--- start ---

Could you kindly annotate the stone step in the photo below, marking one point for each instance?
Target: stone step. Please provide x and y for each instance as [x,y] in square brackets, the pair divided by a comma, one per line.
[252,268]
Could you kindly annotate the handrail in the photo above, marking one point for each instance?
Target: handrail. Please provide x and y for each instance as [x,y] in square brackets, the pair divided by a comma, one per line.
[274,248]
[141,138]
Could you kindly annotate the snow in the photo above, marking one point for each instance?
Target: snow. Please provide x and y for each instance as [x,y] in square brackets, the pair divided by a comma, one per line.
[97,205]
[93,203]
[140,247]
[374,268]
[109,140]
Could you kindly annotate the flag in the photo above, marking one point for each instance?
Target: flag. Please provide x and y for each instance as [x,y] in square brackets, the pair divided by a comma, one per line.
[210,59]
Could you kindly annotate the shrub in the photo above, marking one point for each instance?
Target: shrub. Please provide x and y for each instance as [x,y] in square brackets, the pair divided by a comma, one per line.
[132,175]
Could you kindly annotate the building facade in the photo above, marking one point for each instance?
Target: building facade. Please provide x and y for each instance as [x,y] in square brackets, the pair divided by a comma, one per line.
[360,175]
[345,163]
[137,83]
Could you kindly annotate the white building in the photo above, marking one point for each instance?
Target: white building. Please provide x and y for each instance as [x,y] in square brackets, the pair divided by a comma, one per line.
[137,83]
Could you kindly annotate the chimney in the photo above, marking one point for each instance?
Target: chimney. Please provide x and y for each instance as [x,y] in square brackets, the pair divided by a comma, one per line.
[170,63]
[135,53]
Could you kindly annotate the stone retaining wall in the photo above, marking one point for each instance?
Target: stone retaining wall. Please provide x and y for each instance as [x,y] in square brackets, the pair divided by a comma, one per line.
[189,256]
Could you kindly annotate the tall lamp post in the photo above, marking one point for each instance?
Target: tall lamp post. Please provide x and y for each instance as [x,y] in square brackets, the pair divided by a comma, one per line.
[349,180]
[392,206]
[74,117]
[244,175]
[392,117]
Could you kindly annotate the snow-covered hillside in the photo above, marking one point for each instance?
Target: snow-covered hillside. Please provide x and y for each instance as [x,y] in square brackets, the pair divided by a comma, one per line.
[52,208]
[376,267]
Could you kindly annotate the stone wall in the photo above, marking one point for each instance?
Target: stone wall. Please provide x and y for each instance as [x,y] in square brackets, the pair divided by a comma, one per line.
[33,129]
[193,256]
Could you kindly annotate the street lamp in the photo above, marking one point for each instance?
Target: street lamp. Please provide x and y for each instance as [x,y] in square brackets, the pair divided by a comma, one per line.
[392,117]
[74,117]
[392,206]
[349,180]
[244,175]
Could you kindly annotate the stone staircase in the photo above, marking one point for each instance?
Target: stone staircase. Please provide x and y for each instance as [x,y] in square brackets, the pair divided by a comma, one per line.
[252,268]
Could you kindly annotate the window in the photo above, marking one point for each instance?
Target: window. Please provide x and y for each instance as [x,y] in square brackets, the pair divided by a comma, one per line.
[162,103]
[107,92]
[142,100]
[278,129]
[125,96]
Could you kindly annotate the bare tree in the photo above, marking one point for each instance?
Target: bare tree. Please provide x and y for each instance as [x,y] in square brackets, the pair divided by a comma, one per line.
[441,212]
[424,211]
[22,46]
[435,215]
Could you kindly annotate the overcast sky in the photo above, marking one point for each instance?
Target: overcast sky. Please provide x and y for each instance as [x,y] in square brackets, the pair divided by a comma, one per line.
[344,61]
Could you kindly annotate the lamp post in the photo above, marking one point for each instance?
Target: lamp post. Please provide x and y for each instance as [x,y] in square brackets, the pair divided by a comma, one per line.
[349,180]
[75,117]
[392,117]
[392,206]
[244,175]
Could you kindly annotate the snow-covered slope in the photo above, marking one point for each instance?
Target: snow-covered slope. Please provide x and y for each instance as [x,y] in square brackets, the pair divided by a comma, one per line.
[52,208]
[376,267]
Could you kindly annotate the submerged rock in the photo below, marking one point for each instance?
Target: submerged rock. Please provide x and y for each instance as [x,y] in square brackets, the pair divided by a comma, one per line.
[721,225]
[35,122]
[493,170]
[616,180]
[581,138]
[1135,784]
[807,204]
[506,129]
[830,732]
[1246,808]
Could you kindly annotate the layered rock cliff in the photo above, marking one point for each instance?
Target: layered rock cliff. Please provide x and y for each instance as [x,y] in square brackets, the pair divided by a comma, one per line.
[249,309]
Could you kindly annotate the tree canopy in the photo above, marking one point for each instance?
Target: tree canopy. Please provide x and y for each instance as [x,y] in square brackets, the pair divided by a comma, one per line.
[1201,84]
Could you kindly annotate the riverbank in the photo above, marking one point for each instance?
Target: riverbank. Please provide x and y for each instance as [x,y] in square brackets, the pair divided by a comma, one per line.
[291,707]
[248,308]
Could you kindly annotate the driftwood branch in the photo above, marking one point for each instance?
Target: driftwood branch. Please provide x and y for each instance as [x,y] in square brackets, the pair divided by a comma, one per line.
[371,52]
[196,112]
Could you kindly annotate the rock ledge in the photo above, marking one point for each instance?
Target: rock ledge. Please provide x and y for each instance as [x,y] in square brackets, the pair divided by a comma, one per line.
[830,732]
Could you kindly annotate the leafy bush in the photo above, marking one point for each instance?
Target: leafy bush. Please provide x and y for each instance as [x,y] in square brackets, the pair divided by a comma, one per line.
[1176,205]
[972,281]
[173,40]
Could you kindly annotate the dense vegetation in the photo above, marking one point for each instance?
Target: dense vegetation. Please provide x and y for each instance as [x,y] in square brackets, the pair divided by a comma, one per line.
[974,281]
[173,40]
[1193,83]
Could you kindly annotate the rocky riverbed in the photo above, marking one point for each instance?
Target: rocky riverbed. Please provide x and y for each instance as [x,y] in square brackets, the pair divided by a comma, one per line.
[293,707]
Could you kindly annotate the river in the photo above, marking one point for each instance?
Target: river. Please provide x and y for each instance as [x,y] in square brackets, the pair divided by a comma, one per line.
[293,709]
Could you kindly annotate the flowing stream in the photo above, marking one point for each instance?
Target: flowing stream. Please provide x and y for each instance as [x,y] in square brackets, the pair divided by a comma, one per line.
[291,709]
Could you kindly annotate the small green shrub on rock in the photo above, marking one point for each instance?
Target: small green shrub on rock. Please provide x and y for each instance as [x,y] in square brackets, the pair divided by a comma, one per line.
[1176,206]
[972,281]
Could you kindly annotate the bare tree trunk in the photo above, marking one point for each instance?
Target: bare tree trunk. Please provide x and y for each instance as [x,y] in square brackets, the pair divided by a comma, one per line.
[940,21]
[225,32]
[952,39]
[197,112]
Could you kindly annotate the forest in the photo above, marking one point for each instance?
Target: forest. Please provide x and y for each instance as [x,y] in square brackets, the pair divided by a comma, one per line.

--- end ---

### EXERCISE GOAL
Write out every entry above, word for word.

### FULL OUTPUT
Could you kindly annotate the stone step in the photo below, marking one point for each instance?
Target: stone step. Please provide x and y for each instance as [x,y] in square brackets, the pair divided by a comma, one per line.
[252,268]
Could you kindly annotate the handrail in the photo above, marking one point for each instance?
Target: handrail. Please provide x and y for each instance as [x,y] in square brackets, the pair divided by a comma, one per line.
[274,248]
[141,138]
Could you kindly annotate the snow in the photo above, marking one point for each instance?
Target: snow. Please provide x and y for each instance as [x,y] in square brackets, the pair divided by a comma, one per line.
[97,205]
[93,203]
[140,247]
[374,268]
[109,140]
Could you kindly annotate the flag in the photo above, marking one point for each instance?
Target: flag. Please provide x and y for each instance as [x,y] in square brackets, the pair divided by a comma, one per line.
[210,59]
Could you kindly annotate the shrub in the photo above, marking one point for each instance?
Target: shrub. Please provide x and y for each instance as [x,y] in square brackets, the pair divided by a comma, one per line.
[132,175]
Could you kindly annotate the building facade in the photo above, marking one point for each instance?
Target: building facade. Please provide x and y for each instance as [x,y] in square brackets, the pair divided by a comma, one per line.
[360,175]
[345,163]
[137,83]
Could you kindly annotate the white building in the photo above, marking one point for each instance?
Target: white building. Please provide x and y for each instance as [x,y] in square brackets, the pair divided by a comma, one per line.
[137,83]
Could you kindly annotate the chimney in the photo above, marking one point for each instance?
Target: chimney. Please provide x and y for each instance as [x,y] in square brackets, the pair divided by a comma, one per line.
[170,63]
[135,53]
Could you kindly annotate the stone retaining wall in the photo above, marking one point for each instance?
Target: stone retaining wall. Please provide x and y for each instance as [x,y] in square brackets, the pair divided by a comma, one per line.
[189,256]
Could you kindly annotate the tall lamp post in the photo above, marking one point for each instance?
Target: tall lamp post. Please provide x and y for each instance as [x,y] in square brackets, the pair divided by a comma, one per line.
[349,180]
[392,206]
[74,117]
[244,175]
[392,117]
Could you kindly annotate the snow-covered hillside in the photo above, marking one point for each instance?
Target: snow-covered hillside. Please provide x and y for each instance as [x,y] in square brackets, the pair divided by a comma, one per line.
[52,208]
[376,267]
Could you kindly annotate the stone wall in the photo above, marking one point for each instance?
Target: stone wall. Please provide x and y for each instance as [x,y] in square brackets, the pair divided by a comma, one per line.
[33,129]
[193,256]
Could you kindly annotate the street lamp in the photo above, marking one point for each instance?
Target: street lamp. Please provide x and y for each instance as [x,y] in square brackets, the pair divided by a comma, one per line.
[392,117]
[74,117]
[392,206]
[349,180]
[244,175]
Could you kindly annotate the stone staircase in the photo above, marking one point for each instance?
Target: stone staircase. Please provide x and y for each instance as [x,y] in square brackets, the pair divided by a comma, one per line.
[252,268]
Could you kindly annotate the window in the photo above, marking one point for each instance?
Target: window. Please provide x and y for each instance as [x,y] in square brackets, the pair divided by a comma, one per line.
[162,103]
[107,92]
[142,100]
[278,129]
[125,96]
Could you kindly annotate the bare tree in the photo above, marking one point for each instance?
Target: bare tree. Please provide x and y for each instance as [x,y] in square brackets, the pair divided by a comma, one per line.
[441,212]
[424,211]
[22,46]
[435,215]
Could you kindly annotate the overcast sky in the photo above, marking one point for each instance?
Target: overcast sky. Please provide x and y for each instance as [x,y] in square brackets, the pair divided by a comma, one per line.
[344,61]
Could you kindly annotate the lamp post in the photo above, marking one point for each instance?
Target: lamp post. Please provide x and y for each instance as [x,y] in square brackets, the pair divided by a comma, one per line.
[349,180]
[75,117]
[392,117]
[392,206]
[244,175]
Could you kindly annotate the snow-covered slope in the photo above, marking one point for each instance?
Target: snow-covered slope. Please provide x and y for each instance as [x,y] in square brackets, the pair divided by a comma, one per line.
[52,208]
[376,267]
Could you kindly annotate the submerged rock in the photo below, marking one point for each instance?
Target: submerged rock. Please provide x and y for each instance as [x,y] in square brackets, the pair divided by a comma, one per line.
[721,225]
[35,122]
[493,170]
[616,180]
[581,138]
[1135,784]
[807,204]
[506,129]
[830,732]
[1246,808]
Could you kindly annotate the layered rock cliff in the photo above, marking one point for each instance?
Target: layered rock cliff. Please provide x and y for each instance as [x,y] in square brackets, the pair divided by a comma, one per line.
[249,309]
Could you kindly annotate the tree canopy in the photo above, marking one point for each instance?
Target: tree canopy. Please provide x and y for each instance as [x,y] in square brackets, the pair divided by a comma, one per line.
[1201,84]
Could you kindly annotate the riverbank in the photo above, marking one point for each instance?
Target: riverbank. Please provide x and y for each instance as [x,y] in square brackets, the pair divided by a comma, one per line.
[291,707]
[248,308]
Could you kindly annotate the driftwood branch in the photo above, marking one point for each instance?
Target: driftwood branch. Please provide x and y for each instance as [x,y] in square brackets, the pair divided by a comma, one per line.
[371,52]
[196,112]
Could you kindly annotate the rock ledge in the photo above, marking one point for each instance?
Target: rock ledge. Please provide x and y for each instance as [x,y] in square brackets, the pair divided by a comma, one per line.
[830,732]
Could you kindly annotate the leafy bush in the photo above, marking one point for each instance?
Target: leafy bush. Please provide x and y for each instance as [x,y] in square brackets, the pair divided by a comma, one per line.
[1176,205]
[972,281]
[173,40]
Could you kindly annotate the dense vegetation in the photo above, marking one point for each instance?
Target: dense vegetation. Please provide x and y for each instance as [x,y] in square brackets, the pair divided by a comma, one per line.
[974,281]
[173,40]
[1193,83]
Could you kindly annotate the rocky riverbed in the photo above, marking one point for each instance?
Target: rocky riverbed. Please provide x and y for each instance as [x,y] in square brackets, the pair divided by a comma, one per line.
[293,707]
Could you kindly annotate the river in the photo above, marking one point for each instance?
Target: river. Please provide x and y for each instance as [x,y] in square brackets, the pair divided by a comma, one per line.
[293,709]
Could you kindly annotate the flowing stream in the photo above, marking one point for each instance?
Target: flowing stream. Please provide x and y for each instance as [x,y] in square brackets, the pair divided by a comma, one per line.
[291,709]
Could you kindly annotate the small green shrub on rock in the photo above, marking one point for each instance?
Target: small green shrub on rock. Please provide x and y for each instance as [x,y] in square brackets, the pair divided by a comma, one per line.
[1176,206]
[972,281]
Could you kindly annotate the bare tree trunk in the photo above, marking one point for each instance?
Target: bare tree trunk. Please provide x and y for each instance as [x,y] in square brackets, the pair divided by a comma, one per line.
[940,21]
[225,32]
[952,39]
[197,112]
Could you kindly annotate the forest in the photo above, marking one point for each instance?
Target: forest. Please provide x and y for each instance as [x,y] in square brackets, the pair divided by a comma, one per line.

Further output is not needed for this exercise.